_What to work on_
Copy out the records below word for word, from the line holding "Indicate the sky" through the line holding "[(517, 79), (626, 59)]", both of these lines included.

_Extracted data_
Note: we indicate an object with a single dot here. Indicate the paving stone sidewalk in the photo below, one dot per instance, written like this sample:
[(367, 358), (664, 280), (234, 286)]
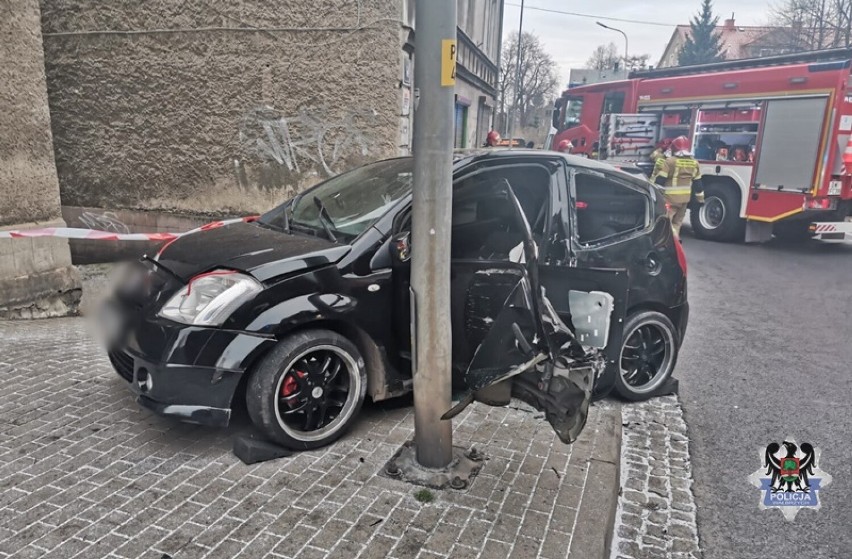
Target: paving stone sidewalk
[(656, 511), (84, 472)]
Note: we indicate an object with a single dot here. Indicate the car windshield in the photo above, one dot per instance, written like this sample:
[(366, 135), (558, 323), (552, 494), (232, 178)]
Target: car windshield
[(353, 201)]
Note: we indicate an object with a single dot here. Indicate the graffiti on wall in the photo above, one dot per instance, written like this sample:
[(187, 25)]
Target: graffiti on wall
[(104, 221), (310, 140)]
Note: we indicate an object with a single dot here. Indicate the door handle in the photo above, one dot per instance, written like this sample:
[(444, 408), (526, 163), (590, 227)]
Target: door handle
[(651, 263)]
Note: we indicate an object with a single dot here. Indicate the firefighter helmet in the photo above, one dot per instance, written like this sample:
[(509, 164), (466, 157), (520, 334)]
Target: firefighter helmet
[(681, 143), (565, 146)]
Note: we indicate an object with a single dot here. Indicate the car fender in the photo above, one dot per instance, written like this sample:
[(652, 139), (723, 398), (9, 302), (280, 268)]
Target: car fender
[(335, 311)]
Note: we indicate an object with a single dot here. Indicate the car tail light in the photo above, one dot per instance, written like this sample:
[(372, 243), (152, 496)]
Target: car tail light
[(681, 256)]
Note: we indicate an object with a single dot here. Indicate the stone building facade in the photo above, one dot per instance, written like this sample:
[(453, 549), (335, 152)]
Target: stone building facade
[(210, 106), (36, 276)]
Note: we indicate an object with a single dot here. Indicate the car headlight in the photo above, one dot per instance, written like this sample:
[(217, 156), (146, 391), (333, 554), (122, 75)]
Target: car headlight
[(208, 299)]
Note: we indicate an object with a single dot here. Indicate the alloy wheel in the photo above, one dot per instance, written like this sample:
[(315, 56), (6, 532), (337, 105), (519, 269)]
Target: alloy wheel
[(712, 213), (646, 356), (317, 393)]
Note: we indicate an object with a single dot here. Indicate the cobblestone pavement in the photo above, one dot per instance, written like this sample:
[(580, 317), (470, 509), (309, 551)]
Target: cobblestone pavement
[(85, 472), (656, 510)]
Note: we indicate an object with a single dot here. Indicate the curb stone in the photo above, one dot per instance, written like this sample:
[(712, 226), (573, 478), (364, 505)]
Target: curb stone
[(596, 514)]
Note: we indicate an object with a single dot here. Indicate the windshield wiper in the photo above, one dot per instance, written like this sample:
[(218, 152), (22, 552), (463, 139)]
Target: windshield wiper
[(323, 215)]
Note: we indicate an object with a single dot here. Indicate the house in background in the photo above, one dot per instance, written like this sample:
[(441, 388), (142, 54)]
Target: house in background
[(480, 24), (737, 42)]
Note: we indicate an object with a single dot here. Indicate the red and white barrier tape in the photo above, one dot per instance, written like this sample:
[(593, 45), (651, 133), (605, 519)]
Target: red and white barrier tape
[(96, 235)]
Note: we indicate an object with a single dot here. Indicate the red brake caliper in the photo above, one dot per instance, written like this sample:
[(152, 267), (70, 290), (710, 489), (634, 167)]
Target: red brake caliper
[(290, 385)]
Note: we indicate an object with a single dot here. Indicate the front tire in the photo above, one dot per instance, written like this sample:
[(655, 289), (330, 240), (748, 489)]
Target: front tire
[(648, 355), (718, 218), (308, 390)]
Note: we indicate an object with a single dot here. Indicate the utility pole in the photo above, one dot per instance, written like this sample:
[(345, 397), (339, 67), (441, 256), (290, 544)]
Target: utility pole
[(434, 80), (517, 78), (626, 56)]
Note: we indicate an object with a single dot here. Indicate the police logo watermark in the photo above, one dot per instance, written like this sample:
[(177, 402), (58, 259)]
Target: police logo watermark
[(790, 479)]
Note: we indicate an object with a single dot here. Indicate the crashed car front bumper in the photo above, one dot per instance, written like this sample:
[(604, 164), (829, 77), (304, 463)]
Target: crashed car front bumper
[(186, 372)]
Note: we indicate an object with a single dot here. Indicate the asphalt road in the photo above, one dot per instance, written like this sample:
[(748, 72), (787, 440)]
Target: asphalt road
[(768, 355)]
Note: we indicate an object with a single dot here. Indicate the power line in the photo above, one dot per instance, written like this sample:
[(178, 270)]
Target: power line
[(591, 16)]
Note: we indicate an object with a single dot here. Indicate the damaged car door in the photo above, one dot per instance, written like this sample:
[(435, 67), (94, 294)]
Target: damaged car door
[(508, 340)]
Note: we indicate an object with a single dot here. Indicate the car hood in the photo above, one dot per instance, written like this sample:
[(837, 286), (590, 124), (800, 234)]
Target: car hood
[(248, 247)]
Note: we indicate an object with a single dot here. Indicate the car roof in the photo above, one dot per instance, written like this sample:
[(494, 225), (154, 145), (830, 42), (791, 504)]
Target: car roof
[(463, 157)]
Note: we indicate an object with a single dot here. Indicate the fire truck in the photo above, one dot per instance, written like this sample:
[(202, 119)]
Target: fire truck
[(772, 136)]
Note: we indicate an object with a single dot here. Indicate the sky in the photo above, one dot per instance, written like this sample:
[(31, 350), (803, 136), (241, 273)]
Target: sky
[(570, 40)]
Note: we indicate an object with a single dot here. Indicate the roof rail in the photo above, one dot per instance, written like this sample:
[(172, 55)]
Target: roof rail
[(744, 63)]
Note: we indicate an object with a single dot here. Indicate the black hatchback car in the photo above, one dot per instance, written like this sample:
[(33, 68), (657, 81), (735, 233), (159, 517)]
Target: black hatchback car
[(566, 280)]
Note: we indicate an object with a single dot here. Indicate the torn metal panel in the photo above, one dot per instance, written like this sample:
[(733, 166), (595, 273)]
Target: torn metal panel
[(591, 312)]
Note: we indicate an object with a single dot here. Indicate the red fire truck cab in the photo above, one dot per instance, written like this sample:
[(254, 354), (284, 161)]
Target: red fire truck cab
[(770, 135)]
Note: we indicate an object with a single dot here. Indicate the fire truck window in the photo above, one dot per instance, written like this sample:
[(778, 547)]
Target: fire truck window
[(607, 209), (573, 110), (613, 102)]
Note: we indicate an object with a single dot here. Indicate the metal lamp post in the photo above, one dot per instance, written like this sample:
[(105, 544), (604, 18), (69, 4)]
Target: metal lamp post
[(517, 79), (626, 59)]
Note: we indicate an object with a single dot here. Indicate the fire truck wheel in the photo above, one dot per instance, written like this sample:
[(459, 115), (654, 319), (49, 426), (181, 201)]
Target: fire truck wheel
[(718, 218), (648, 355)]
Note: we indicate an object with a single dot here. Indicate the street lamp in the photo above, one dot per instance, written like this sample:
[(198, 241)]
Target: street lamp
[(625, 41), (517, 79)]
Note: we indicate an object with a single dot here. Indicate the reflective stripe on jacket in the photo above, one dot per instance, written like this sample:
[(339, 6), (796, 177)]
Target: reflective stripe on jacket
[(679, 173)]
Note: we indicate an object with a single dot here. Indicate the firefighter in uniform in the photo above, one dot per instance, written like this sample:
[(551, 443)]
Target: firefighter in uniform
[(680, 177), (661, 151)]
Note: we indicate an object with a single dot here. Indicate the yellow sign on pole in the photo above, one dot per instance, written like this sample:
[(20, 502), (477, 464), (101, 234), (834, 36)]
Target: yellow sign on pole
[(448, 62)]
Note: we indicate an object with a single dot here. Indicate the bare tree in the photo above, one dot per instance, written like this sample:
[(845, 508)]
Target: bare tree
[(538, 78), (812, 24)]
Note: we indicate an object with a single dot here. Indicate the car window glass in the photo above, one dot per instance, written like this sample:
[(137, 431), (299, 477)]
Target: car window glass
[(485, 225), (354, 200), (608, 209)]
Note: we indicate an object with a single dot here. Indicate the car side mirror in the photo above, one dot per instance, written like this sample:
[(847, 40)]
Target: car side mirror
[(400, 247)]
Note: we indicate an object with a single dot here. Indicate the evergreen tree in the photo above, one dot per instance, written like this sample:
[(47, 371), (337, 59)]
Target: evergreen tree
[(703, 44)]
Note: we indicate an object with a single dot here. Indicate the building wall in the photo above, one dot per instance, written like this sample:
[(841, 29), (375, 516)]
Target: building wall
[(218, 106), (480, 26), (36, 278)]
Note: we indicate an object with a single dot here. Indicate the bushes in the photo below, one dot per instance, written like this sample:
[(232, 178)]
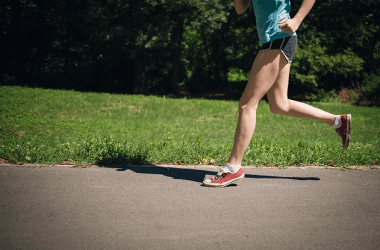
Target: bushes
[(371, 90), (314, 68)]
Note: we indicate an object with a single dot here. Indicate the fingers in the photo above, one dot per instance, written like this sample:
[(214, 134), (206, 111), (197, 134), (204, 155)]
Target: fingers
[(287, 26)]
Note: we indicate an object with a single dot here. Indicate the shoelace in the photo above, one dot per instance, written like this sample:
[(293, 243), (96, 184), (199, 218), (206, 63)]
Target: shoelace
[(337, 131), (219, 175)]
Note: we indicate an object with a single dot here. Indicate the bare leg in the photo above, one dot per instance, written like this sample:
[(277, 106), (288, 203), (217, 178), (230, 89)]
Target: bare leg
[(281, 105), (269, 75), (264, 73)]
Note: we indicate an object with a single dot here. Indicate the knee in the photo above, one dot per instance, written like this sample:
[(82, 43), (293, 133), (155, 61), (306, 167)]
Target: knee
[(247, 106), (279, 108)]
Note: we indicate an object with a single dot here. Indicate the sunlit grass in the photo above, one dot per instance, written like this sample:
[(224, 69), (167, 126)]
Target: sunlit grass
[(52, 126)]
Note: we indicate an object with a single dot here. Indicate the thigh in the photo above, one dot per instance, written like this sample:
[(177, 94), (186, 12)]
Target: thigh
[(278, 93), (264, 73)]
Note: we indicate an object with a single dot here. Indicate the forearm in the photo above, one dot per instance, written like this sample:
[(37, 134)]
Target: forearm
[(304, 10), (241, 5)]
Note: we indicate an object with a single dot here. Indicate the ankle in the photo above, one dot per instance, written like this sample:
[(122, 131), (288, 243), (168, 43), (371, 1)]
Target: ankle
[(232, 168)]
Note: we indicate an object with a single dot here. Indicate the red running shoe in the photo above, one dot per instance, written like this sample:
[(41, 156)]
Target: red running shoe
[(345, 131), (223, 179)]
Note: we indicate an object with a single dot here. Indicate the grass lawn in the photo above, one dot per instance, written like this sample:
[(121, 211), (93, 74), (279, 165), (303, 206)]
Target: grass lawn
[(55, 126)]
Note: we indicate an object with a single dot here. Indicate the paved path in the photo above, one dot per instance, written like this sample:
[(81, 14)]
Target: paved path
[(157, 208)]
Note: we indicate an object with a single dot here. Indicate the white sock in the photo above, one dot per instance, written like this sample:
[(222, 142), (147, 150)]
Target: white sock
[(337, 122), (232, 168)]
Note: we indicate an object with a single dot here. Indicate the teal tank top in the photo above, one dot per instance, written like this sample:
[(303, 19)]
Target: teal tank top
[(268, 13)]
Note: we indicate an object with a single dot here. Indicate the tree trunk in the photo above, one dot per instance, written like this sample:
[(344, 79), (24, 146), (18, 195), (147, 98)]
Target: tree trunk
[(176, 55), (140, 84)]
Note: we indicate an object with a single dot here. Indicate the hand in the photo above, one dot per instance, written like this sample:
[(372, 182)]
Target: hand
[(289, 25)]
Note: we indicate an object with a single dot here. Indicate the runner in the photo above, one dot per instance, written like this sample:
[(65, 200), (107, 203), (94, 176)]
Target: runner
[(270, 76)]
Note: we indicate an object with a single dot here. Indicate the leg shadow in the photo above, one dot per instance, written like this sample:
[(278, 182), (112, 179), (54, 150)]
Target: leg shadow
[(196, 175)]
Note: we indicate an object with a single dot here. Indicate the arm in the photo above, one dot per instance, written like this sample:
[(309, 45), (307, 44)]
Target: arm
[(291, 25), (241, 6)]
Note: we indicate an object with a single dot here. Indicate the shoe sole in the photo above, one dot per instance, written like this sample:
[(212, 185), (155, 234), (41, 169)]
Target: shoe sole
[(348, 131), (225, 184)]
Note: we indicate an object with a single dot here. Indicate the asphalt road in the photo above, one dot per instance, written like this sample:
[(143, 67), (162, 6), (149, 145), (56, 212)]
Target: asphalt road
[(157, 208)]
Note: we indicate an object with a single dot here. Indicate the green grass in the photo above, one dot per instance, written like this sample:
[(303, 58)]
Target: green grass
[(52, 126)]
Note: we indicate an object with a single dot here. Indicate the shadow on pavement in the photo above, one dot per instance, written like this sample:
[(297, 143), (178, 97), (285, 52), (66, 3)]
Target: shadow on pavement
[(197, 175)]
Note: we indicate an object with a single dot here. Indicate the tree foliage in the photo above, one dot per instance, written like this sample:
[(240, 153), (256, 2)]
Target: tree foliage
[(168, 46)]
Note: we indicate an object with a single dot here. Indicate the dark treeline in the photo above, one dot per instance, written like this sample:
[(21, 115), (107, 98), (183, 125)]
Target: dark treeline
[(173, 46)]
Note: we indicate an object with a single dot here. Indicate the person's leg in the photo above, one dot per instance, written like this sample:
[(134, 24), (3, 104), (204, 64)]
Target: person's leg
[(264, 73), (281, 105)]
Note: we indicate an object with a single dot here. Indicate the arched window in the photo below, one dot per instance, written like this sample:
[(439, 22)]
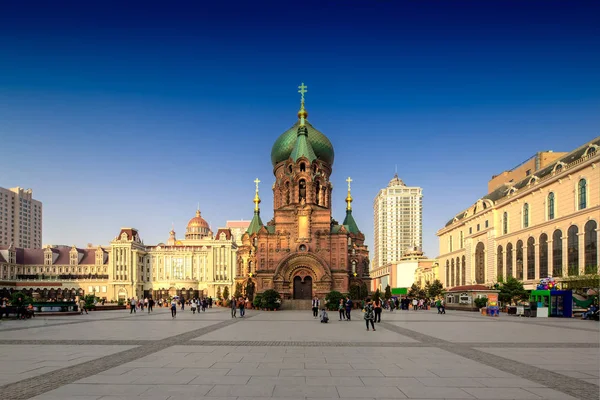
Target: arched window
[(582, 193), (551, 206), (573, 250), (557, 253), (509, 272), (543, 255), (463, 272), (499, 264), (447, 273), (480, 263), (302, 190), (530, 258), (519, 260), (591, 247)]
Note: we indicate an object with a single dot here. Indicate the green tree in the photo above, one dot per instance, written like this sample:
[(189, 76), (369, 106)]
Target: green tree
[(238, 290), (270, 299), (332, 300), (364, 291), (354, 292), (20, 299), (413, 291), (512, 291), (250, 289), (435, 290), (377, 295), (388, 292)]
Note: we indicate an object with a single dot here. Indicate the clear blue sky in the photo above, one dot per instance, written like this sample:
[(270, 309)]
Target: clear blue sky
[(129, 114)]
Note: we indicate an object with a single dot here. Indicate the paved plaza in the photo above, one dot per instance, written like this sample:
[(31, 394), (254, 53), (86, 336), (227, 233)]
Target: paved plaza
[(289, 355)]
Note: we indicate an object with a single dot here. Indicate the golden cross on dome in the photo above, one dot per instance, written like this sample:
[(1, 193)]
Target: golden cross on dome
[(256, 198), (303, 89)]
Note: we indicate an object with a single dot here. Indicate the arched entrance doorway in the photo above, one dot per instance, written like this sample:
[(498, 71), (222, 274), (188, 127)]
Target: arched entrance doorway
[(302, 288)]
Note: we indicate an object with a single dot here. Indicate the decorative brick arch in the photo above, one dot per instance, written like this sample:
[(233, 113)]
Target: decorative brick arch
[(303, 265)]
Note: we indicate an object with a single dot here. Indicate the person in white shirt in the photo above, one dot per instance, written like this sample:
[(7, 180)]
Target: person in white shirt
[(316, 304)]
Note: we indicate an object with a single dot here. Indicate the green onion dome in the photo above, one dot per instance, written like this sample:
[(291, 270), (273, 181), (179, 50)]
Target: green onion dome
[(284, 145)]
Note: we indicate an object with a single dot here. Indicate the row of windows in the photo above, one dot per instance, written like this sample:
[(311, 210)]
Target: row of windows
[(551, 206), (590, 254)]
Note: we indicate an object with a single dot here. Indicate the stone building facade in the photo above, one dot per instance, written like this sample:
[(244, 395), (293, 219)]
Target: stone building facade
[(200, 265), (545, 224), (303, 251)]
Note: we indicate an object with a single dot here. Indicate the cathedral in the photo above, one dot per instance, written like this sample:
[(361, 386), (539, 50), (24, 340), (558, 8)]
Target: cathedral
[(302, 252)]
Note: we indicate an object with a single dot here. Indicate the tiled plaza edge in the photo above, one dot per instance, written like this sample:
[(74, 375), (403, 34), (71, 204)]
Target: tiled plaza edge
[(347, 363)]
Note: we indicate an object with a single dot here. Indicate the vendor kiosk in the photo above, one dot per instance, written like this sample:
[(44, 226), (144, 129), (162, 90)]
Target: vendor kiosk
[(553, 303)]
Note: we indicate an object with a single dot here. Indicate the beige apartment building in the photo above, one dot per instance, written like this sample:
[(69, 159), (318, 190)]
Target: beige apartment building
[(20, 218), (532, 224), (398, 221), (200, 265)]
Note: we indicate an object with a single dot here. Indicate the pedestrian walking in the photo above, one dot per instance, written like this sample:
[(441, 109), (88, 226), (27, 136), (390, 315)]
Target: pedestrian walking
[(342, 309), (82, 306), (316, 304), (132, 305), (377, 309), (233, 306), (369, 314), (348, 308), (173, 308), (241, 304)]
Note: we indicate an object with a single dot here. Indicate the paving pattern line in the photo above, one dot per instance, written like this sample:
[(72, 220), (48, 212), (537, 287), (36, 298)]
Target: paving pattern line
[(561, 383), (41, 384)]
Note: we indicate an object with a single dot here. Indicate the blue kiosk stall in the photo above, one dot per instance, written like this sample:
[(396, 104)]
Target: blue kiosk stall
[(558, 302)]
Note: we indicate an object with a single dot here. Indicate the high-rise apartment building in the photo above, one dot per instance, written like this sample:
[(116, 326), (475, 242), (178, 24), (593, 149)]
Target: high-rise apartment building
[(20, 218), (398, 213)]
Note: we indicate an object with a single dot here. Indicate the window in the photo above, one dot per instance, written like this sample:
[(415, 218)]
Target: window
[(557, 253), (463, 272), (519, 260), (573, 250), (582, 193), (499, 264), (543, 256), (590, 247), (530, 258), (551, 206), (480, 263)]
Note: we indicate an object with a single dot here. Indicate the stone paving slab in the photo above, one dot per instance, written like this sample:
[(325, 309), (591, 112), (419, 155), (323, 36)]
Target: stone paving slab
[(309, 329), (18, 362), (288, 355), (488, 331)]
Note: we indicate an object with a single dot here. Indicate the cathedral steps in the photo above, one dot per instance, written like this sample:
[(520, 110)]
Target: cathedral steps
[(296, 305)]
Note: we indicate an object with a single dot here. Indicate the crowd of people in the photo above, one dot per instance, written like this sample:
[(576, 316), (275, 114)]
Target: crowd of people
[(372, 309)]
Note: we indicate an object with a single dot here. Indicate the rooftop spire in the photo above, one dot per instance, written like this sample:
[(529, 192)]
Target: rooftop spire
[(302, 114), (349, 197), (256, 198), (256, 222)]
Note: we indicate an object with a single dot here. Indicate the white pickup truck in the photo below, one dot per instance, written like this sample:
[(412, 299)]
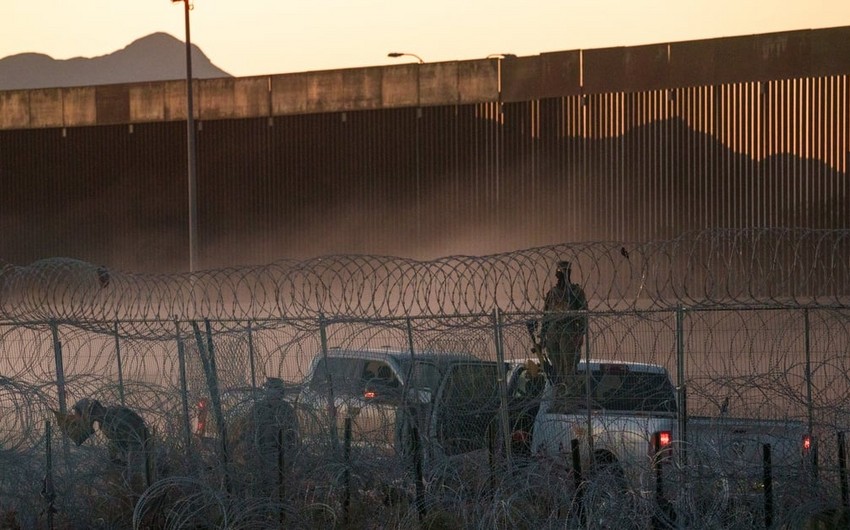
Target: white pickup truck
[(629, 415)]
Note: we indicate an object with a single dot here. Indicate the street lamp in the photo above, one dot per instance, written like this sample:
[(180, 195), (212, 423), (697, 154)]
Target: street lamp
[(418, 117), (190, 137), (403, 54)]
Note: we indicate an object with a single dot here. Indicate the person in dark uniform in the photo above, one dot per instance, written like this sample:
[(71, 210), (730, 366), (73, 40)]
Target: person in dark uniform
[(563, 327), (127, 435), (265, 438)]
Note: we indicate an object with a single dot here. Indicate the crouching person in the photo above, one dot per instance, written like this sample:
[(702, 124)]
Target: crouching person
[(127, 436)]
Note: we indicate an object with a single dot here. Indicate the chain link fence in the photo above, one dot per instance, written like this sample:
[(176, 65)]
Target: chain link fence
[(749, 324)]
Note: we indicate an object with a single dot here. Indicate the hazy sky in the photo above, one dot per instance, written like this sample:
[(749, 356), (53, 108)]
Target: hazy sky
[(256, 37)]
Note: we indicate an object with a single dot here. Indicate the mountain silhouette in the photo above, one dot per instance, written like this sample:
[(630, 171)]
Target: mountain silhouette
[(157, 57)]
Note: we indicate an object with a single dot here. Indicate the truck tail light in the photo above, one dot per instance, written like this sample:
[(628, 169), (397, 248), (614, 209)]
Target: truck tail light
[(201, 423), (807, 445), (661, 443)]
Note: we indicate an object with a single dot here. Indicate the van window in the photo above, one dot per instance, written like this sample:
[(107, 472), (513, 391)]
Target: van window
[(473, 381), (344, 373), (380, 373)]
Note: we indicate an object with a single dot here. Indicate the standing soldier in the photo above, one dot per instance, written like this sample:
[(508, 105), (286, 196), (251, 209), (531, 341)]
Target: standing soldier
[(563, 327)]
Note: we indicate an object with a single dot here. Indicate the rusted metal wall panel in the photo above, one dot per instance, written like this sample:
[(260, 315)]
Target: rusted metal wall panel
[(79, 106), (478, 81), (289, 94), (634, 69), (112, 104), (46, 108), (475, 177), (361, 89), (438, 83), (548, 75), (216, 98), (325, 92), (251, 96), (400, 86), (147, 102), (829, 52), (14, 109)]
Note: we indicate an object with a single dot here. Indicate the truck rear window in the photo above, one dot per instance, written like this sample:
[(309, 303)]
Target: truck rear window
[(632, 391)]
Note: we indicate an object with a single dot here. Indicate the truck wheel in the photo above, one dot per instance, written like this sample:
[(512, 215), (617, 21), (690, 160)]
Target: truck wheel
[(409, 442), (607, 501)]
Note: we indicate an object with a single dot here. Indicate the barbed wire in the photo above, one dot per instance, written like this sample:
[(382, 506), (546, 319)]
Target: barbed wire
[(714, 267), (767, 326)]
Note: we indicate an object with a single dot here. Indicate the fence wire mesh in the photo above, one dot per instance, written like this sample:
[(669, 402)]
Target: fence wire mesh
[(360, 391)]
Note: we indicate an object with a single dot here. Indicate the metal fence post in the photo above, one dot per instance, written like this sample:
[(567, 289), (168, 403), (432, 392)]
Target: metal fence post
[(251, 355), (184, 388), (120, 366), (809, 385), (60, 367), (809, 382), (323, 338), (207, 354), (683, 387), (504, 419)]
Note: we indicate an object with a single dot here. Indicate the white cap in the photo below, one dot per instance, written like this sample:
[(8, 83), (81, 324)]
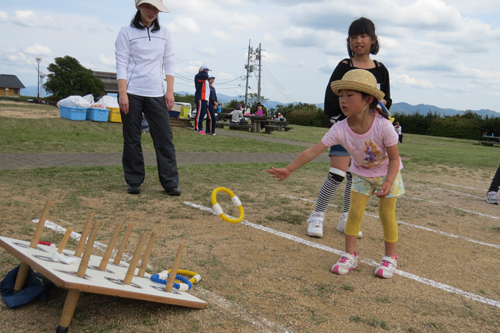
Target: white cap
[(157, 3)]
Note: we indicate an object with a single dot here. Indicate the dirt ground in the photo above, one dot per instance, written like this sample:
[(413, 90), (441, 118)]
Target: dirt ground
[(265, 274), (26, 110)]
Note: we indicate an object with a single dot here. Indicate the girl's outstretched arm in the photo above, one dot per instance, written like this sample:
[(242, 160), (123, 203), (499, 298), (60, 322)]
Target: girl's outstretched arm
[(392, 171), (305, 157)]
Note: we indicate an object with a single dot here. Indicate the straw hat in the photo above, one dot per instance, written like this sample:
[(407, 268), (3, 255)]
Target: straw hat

_Response to this task_
Note: we indicate an object with a single dot here. Indicate the sky in the photo above, one dot per instance, written like this sample:
[(31, 350), (803, 136), (241, 273)]
Target: sky
[(570, 40)]
Note: we indicate an object with a single dot here. Indicate the roof rail in the photo above, one dot per instance, written like this sample:
[(172, 55)]
Target: roof rail
[(744, 63)]
Note: we indicate an object with a single dot here. Indicate the black hatchback car in the photo above, one dot per instance, written like this sample:
[(33, 68), (657, 81), (735, 233), (159, 517)]
Target: black hatchback car
[(566, 280)]
Note: we indicate an object with a single dot here. Indicate the torn metal panel in the photo above, one dot per instance, written like this sample:
[(733, 166), (595, 273)]
Target: torn metal panel
[(591, 312)]
Note: we indicate an object with a single dot here. Indicate the red fire truck cab in the photo above, one dot per instance, written like this sample:
[(254, 354), (284, 161)]
Target: red fire truck cab
[(770, 135)]
Note: we indicate an object with a single dot here. Indicate the fire truck window in the photo above, one dot per instance, written like this sample:
[(778, 547)]
Target: fire truck window
[(607, 209), (573, 110), (613, 102)]
Note: we indicate an object with a single dot here. Indicate the metal lamp post in the photo above, one dot per instance, written like this sample:
[(105, 544), (604, 18), (69, 4)]
Target: metal lamp post
[(517, 79), (626, 59)]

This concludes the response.